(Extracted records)

[BEGIN]

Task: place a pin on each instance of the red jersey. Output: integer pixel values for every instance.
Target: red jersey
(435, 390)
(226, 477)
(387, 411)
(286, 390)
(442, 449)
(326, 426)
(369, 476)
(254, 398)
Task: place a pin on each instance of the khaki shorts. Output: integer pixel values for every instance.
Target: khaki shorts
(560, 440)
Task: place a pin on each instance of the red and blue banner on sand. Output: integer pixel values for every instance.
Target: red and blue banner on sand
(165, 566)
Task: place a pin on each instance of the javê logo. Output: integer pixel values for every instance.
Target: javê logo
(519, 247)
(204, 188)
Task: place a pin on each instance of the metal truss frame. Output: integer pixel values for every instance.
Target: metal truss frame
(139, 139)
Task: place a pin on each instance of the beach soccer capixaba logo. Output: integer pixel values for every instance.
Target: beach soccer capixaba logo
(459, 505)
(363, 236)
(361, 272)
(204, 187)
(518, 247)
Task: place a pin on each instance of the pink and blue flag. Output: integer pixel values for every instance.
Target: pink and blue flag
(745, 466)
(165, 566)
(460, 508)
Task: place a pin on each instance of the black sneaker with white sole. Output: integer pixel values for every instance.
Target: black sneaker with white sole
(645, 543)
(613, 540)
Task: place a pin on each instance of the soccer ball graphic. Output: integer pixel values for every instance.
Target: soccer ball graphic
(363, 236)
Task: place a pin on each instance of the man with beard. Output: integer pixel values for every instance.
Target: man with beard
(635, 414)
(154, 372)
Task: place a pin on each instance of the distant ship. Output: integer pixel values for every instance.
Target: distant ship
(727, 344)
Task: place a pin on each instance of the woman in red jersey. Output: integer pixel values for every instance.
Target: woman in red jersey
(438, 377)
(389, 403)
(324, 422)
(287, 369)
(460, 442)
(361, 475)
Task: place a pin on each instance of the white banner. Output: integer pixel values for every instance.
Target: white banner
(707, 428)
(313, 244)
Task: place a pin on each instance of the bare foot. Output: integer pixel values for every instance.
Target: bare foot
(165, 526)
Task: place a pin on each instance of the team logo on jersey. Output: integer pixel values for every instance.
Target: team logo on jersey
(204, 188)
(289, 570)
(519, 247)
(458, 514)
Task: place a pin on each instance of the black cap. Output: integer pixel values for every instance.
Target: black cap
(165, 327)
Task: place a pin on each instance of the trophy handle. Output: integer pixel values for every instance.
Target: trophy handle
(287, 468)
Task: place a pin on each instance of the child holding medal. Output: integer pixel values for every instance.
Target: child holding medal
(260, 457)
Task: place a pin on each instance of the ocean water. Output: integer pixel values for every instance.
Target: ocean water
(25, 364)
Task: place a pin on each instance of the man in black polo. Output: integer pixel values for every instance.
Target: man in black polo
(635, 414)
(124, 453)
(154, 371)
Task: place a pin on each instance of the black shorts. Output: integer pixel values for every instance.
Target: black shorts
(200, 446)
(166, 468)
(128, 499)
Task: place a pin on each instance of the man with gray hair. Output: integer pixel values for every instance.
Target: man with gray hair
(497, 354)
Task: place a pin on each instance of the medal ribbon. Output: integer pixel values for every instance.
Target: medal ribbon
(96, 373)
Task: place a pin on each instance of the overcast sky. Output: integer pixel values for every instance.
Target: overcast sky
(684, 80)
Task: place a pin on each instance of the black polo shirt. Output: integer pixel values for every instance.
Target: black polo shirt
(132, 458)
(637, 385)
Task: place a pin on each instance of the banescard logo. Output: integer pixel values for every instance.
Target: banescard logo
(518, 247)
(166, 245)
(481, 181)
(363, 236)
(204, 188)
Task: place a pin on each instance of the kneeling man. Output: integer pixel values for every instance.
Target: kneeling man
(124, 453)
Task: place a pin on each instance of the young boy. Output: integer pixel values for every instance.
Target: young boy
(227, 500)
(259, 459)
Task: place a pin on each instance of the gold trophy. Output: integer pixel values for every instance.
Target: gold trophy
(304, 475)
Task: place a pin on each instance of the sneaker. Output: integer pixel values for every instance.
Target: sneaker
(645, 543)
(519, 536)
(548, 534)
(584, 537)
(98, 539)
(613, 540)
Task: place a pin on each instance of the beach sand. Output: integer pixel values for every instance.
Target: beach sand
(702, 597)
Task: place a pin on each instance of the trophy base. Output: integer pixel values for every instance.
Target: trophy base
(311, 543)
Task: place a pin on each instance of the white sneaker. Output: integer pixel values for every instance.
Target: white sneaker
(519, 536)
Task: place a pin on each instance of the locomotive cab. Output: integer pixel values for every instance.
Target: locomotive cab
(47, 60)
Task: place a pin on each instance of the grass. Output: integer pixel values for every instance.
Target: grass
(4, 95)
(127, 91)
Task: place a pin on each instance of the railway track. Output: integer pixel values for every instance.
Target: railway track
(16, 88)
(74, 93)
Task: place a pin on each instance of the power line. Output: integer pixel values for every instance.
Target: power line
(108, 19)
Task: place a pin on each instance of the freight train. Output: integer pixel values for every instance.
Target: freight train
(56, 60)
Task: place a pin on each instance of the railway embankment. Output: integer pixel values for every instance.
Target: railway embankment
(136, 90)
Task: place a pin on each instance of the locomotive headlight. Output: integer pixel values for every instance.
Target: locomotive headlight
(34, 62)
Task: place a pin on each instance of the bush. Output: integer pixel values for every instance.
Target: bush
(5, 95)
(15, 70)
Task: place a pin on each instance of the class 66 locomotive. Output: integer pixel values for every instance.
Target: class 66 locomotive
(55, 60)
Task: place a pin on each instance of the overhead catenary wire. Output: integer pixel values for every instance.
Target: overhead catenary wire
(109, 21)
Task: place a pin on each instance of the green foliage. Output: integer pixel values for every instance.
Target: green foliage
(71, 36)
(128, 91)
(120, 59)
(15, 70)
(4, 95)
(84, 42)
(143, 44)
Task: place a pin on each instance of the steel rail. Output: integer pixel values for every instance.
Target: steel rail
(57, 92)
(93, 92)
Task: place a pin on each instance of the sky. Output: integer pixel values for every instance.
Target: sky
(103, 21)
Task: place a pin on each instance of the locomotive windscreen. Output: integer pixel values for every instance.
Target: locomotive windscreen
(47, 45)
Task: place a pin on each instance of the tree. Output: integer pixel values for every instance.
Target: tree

[END]

## Request
Format these lines as a Markdown table with the columns Row and Line, numbering each row and omitting blank lines.

## The solution
| Row | Line |
|---|---|
| 1 | Task: place a pin on each instance of the red jersey. Output: integer pixel values for every instance. |
| 2 | Target: red jersey |
| 3 | (435, 390) |
| 4 | (226, 477) |
| 5 | (387, 411) |
| 6 | (286, 390) |
| 7 | (442, 449) |
| 8 | (326, 426) |
| 9 | (369, 476) |
| 10 | (254, 398) |
| 11 | Task: place a pin on each instance of the khaki shorts. Output: integer pixel values for every instance. |
| 12 | Target: khaki shorts |
| 13 | (560, 440) |
| 14 | Task: place a pin on each instance of the red and blue banner on sand. Output: integer pixel values for every instance. |
| 15 | Target: red and blue banner on sand |
| 16 | (165, 566) |
| 17 | Task: place a pin on each instance of the javê logo. Output: integer pixel values for every instance. |
| 18 | Target: javê logo |
| 19 | (519, 247) |
| 20 | (204, 188) |
| 21 | Task: place a pin on each instance of the metal truss frame. Output: integer pixel values for every instance. |
| 22 | Target: metal truss frame |
| 23 | (139, 139) |
| 24 | Task: place a pin on each instance of the beach soccer capixaba logo. Output: integer pixel values for every instance. |
| 25 | Target: beach soccer capixaba logo |
| 26 | (459, 505) |
| 27 | (363, 236) |
| 28 | (361, 272) |
| 29 | (204, 187) |
| 30 | (518, 247) |
| 31 | Task: place a pin on each instance of the pink and blue flag. Output: integer pixel values for every instance. |
| 32 | Target: pink and blue flag |
| 33 | (745, 466) |
| 34 | (165, 566) |
| 35 | (460, 508) |
| 36 | Task: place a pin on each instance of the black sneaker with white sole. Output: integer pixel values for every instance. |
| 37 | Target: black sneaker with white sole |
| 38 | (645, 543) |
| 39 | (613, 540) |
| 40 | Task: place a pin on each instance of the soccer ball graphic. Output: integer pixel values for every instance. |
| 41 | Target: soccer ball graphic |
| 42 | (363, 236) |
| 43 | Task: place a pin on each instance of the man with beard. Output: integer pixel values for every instance. |
| 44 | Target: man with beard |
| 45 | (635, 414) |
| 46 | (154, 372) |
| 47 | Task: place a pin on each instance of the distant ship. Output: integer pixel values for every instance. |
| 48 | Target: distant ship |
| 49 | (727, 344) |
| 50 | Task: place a pin on each instance of the woman in red jersey. Output: integer pixel values for every instance. |
| 51 | Target: woman in red jersey |
| 52 | (438, 377) |
| 53 | (389, 403) |
| 54 | (324, 422) |
| 55 | (287, 369) |
| 56 | (460, 442) |
| 57 | (361, 475) |
| 58 | Task: place a pin on each instance of the white banner. Output: integer pixel values for every instance. |
| 59 | Target: white banner |
| 60 | (707, 428) |
| 61 | (313, 244) |
| 62 | Task: place a pin on each instance of the bare foot. Output: integer pixel values for every instance. |
| 63 | Target: bare foot |
| 64 | (165, 526) |
| 65 | Task: place a pin on each instance of the team logo on jersey. Output: integer pixel values for every instance. |
| 66 | Target: team logo on jersey |
| 67 | (204, 188) |
| 68 | (289, 570) |
| 69 | (519, 247) |
| 70 | (458, 514) |
| 71 | Task: place a pin on each instance of the black cap. Output: integer pixel values for every instance. |
| 72 | Target: black cap |
| 73 | (165, 327) |
| 74 | Task: place a pin on each instance of the trophy handle. Output: integer pixel values for every instance. |
| 75 | Target: trophy handle |
| 76 | (287, 468) |
| 77 | Task: place a pin on each instance of the child holding medal. Output: integer pixel values for every instance. |
| 78 | Target: child holding medal |
| 79 | (260, 457) |
| 80 | Task: place a pin on each instance of the ocean water. Output: integer pixel values for every instance. |
| 81 | Target: ocean water |
| 82 | (25, 364) |
| 83 | Task: place a pin on each instance of the man in black polo. Output: integer pixel values for every instance. |
| 84 | Target: man in black polo |
| 85 | (635, 414) |
| 86 | (124, 453) |
| 87 | (154, 371) |
| 88 | Task: place a pin on each instance of the black shorts. Output: integer pixel values for every instance. |
| 89 | Target: black shorts |
| 90 | (200, 446) |
| 91 | (166, 468) |
| 92 | (128, 499) |
| 93 | Task: place a pin on each instance of the man with gray hair. Output: integer pixel values for every instance. |
| 94 | Target: man with gray hair |
| 95 | (497, 354) |
| 96 | Task: place a pin on each instance of the medal ribbon. Output: integer pixel values for every instance. |
| 97 | Target: medal ribbon |
| 98 | (96, 373) |
| 99 | Task: place a pin on each instance of the overcast sky. Output: integer pixel values for every instance. |
| 100 | Target: overcast sky |
| 101 | (684, 80) |
| 102 | Task: place a pin on each instance of the black polo shirt. Output: integer pixel values for every instance. |
| 103 | Target: black polo shirt |
| 104 | (132, 458) |
| 105 | (637, 385) |
| 106 | Task: place a pin on each instance of the banescard logo. Output: integer pixel values for every instance. |
| 107 | Target: banescard logo |
| 108 | (518, 247) |
| 109 | (166, 245) |
| 110 | (481, 181) |
| 111 | (363, 236) |
| 112 | (204, 188) |
| 113 | Task: place a pin on each instance of the kneeling man. Output: integer pixel values for every instance. |
| 114 | Target: kneeling man |
| 115 | (124, 453) |
| 116 | Task: place a pin on each instance of the young boy. Output: integer pixel values for every instance. |
| 117 | Target: young boy |
| 118 | (227, 500) |
| 119 | (259, 459) |
| 120 | Task: place a pin on each instance of the gold trophy. Output: integer pixel values for every instance. |
| 121 | Target: gold trophy |
| 122 | (304, 475) |
| 123 | Task: place a pin on each instance of the sneaker. Output: integer pixel values for every instance. |
| 124 | Target: sneaker |
| 125 | (645, 543) |
| 126 | (519, 536) |
| 127 | (548, 534) |
| 128 | (584, 537) |
| 129 | (98, 539) |
| 130 | (613, 540) |
| 131 | Task: place a pin on each instance of the beach sand. Output: integer pixel values for every instance. |
| 132 | Target: beach sand |
| 133 | (702, 597) |
| 134 | Task: place a pin on each instance of the trophy base. Output: integer pixel values for every instance. |
| 135 | Target: trophy base |
| 136 | (311, 543) |
| 137 | Task: place a pin on each instance of the white sneaker. Output: integer pixel values for every instance. |
| 138 | Target: white sneaker |
| 139 | (519, 536) |
| 140 | Task: place a pin on each instance of the locomotive cab. Output: integer pixel values for every instance. |
| 141 | Target: locomotive cab |
| 142 | (47, 60) |
| 143 | Task: place a pin on each instance of the grass. Output: integer pixel values for every instance. |
| 144 | Target: grass |
| 145 | (4, 95) |
| 146 | (127, 91) |
| 147 | Task: place a pin on each instance of the railway track. Output: integer pixel values for every instance. |
| 148 | Target: railway track |
| 149 | (16, 88) |
| 150 | (74, 93) |
| 151 | Task: place a pin on each instance of the power line. Output: integer pixel values for every instance. |
| 152 | Target: power line |
| 153 | (108, 19) |
| 154 | Task: place a pin on each instance of the freight train. Output: integer pixel values for every instance. |
| 155 | Target: freight train |
| 156 | (56, 60) |
| 157 | Task: place a pin on each instance of the railway embankment. Output: integer pixel values for every instance. |
| 158 | Target: railway embankment |
| 159 | (136, 90) |
| 160 | Task: place a pin on each instance of the locomotive headlight. Output: integer pixel values for every instance. |
| 161 | Target: locomotive headlight |
| 162 | (34, 62) |
| 163 | Task: place a pin on each instance of the bush. Output: integer pixel values for every instance. |
| 164 | Target: bush |
| 165 | (5, 95) |
| 166 | (15, 70) |
| 167 | Task: place a pin on each instance of the class 66 locomotive. Output: integer pixel values for every instance. |
| 168 | Target: class 66 locomotive |
| 169 | (55, 60) |
| 170 | Task: place a pin on each instance of the overhead catenary wire. Output: integer pixel values for every instance. |
| 171 | Target: overhead catenary wire |
| 172 | (109, 21) |
| 173 | Task: place a pin on each instance of the green foliage. Output: integer pixel values for every instance. |
| 174 | Target: green foliage |
| 175 | (71, 36) |
| 176 | (128, 91) |
| 177 | (120, 59) |
| 178 | (15, 70) |
| 179 | (4, 95) |
| 180 | (84, 42) |
| 181 | (143, 44) |
| 182 | Task: place a pin on each instance of the steel rail. Output: integer pixel values for every instance. |
| 183 | Target: steel rail |
| 184 | (57, 92) |
| 185 | (93, 92) |
| 186 | Task: place a pin on each instance of the sky. Output: integer pixel values for every instance. |
| 187 | Target: sky |
| 188 | (103, 21) |
| 189 | Task: place a pin on each instance of the locomotive windscreen. Output: integer pixel values for every instance. |
| 190 | Target: locomotive windscreen |
| 191 | (47, 45) |
| 192 | Task: place a pin on each instance of the tree. Output: integer pixel values for every instance. |
| 193 | Target: tree |